----- Source data
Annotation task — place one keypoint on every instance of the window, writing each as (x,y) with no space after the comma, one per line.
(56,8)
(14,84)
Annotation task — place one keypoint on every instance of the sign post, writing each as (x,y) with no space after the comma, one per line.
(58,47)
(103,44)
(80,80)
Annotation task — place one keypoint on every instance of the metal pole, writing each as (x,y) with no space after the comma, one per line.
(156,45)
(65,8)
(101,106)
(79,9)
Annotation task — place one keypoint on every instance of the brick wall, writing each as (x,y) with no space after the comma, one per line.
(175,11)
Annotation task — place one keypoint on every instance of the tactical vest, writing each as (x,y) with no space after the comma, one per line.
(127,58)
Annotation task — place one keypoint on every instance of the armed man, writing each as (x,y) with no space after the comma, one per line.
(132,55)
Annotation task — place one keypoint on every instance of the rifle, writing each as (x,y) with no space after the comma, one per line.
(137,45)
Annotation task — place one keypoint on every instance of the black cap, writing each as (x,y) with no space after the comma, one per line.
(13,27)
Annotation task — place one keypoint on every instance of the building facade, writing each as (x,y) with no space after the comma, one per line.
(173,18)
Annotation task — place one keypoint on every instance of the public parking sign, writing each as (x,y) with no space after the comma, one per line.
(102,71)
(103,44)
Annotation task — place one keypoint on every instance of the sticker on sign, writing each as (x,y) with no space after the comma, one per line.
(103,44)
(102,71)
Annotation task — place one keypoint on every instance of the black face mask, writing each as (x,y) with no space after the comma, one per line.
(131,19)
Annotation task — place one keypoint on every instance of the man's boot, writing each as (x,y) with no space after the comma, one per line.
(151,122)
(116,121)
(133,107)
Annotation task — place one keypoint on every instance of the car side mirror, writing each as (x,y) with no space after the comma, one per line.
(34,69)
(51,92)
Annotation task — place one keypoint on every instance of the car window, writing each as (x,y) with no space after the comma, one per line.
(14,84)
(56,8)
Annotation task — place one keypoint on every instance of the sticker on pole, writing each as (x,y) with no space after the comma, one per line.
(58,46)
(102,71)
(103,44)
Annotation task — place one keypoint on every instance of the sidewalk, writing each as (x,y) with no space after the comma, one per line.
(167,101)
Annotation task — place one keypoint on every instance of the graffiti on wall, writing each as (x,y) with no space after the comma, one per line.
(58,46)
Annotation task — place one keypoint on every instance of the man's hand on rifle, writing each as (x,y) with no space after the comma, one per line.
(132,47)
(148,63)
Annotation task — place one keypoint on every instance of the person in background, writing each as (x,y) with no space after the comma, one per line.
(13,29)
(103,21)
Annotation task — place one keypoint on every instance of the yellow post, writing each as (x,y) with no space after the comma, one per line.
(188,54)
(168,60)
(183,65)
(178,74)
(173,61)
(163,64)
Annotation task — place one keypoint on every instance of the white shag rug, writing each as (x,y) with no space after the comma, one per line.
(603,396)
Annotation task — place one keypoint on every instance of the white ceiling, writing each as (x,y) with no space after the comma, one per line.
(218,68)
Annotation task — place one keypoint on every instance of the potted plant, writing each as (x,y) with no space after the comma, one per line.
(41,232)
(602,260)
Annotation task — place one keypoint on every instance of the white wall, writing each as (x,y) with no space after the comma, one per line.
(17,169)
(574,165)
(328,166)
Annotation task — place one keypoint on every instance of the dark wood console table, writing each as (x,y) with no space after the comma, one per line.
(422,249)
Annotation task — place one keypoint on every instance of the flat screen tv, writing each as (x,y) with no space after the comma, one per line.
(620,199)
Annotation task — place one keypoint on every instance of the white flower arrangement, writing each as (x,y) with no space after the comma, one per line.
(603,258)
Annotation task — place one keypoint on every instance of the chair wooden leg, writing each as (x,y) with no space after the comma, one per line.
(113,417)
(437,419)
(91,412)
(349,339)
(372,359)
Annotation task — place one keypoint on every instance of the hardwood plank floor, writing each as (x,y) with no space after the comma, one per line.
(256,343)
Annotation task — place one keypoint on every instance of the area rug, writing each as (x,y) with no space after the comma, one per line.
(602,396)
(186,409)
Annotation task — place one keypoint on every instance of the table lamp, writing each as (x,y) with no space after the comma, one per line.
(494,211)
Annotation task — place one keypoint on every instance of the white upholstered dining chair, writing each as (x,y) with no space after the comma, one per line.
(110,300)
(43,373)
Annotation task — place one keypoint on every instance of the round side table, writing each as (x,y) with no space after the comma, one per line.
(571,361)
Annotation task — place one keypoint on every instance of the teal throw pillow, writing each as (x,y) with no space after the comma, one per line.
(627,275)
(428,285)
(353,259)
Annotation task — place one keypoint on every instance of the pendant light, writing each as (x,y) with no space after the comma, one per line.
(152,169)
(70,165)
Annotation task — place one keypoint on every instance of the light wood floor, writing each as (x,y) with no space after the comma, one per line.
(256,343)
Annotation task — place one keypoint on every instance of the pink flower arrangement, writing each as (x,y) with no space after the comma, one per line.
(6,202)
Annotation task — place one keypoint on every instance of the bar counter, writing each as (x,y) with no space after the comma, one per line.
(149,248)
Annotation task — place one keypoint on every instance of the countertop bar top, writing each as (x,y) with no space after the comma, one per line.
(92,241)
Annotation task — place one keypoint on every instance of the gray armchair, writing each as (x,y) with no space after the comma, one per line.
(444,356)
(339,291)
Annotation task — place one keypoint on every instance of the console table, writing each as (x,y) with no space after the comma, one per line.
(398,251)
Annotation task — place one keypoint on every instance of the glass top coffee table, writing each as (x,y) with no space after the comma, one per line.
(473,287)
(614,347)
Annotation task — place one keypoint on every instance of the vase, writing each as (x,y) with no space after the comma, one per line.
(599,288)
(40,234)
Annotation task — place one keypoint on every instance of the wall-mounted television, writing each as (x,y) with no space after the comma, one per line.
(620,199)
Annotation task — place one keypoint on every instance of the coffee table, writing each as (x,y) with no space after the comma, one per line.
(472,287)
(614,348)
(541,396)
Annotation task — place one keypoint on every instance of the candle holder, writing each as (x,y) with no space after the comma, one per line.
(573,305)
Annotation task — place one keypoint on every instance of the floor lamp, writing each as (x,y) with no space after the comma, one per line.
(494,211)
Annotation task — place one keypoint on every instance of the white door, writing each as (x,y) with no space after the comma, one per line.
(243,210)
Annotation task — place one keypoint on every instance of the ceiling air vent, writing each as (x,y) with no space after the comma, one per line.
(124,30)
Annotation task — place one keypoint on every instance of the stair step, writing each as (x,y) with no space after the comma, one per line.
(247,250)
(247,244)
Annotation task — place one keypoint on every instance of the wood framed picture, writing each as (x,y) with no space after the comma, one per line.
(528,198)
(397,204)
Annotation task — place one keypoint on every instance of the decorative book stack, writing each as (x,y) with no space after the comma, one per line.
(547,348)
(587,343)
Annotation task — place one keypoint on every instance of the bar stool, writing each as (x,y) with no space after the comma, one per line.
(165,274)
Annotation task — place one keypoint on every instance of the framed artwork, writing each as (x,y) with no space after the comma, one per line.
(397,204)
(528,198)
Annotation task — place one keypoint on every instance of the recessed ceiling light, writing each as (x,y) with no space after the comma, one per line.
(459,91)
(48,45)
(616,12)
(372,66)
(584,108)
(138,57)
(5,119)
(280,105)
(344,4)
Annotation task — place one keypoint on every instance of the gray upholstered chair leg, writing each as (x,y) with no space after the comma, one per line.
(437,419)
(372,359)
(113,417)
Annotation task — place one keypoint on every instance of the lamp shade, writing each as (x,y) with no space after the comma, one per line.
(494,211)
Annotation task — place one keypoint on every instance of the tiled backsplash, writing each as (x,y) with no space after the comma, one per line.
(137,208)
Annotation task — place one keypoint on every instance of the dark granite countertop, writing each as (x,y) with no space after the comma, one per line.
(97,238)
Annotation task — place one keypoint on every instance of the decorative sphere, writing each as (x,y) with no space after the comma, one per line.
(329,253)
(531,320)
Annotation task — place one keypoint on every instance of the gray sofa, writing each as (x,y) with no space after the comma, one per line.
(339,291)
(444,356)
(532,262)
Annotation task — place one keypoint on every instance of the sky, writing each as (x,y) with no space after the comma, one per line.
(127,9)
----------
----- Source data
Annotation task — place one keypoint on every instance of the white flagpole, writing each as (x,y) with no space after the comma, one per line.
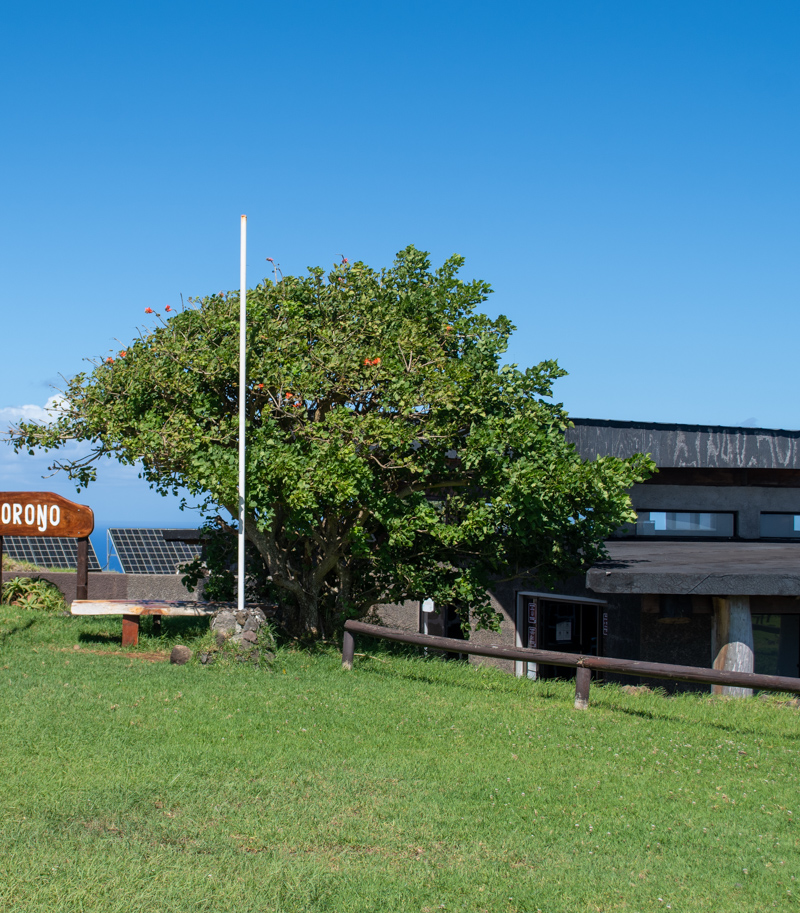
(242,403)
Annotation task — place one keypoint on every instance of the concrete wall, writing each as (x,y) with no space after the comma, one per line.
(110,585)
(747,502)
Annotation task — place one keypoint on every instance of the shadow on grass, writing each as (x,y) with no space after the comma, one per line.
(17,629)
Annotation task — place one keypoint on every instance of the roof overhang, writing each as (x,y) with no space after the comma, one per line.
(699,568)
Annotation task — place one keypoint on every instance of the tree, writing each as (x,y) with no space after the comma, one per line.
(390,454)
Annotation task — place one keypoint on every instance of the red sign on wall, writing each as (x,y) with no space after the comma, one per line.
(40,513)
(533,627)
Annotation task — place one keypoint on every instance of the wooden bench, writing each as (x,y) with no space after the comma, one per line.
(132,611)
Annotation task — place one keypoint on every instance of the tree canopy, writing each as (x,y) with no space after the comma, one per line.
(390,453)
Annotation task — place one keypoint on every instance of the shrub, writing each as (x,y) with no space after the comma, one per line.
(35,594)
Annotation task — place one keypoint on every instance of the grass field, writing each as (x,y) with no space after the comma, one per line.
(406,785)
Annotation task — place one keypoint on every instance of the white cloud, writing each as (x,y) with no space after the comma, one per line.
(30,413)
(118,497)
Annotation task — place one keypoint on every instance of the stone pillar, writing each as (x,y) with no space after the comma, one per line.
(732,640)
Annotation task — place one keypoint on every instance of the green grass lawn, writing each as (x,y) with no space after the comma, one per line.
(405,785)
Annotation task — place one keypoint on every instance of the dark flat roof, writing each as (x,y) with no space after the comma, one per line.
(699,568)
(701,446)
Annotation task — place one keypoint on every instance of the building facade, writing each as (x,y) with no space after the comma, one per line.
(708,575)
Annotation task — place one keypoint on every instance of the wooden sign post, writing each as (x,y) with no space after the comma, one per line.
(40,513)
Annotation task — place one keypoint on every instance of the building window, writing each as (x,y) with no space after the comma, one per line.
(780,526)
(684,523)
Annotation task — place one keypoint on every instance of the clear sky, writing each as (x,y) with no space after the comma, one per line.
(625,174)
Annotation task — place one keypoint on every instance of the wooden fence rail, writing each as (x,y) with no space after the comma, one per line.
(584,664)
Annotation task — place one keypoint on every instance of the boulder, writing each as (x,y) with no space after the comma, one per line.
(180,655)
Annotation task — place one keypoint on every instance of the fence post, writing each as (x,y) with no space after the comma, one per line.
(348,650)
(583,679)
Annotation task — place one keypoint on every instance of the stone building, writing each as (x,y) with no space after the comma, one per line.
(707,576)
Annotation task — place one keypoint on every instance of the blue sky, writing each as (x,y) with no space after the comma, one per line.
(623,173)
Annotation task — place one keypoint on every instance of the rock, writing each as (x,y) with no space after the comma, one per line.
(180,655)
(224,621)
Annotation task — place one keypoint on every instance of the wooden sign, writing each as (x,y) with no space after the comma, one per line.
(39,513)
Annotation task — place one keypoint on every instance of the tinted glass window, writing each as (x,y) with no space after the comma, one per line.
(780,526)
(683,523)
----------
Task details: Report every line of the rows above that contains the word "roof", copying each such line in full.

Solved exercise:
Annotation task — place one keypoint on every instance of the roof overhang, writing each as (x,y) with no space after the comma, one per line.
Annotation task — place one keypoint on every instance of the dark flat roof, writing each as (x,y) with no space after the comma, one per line.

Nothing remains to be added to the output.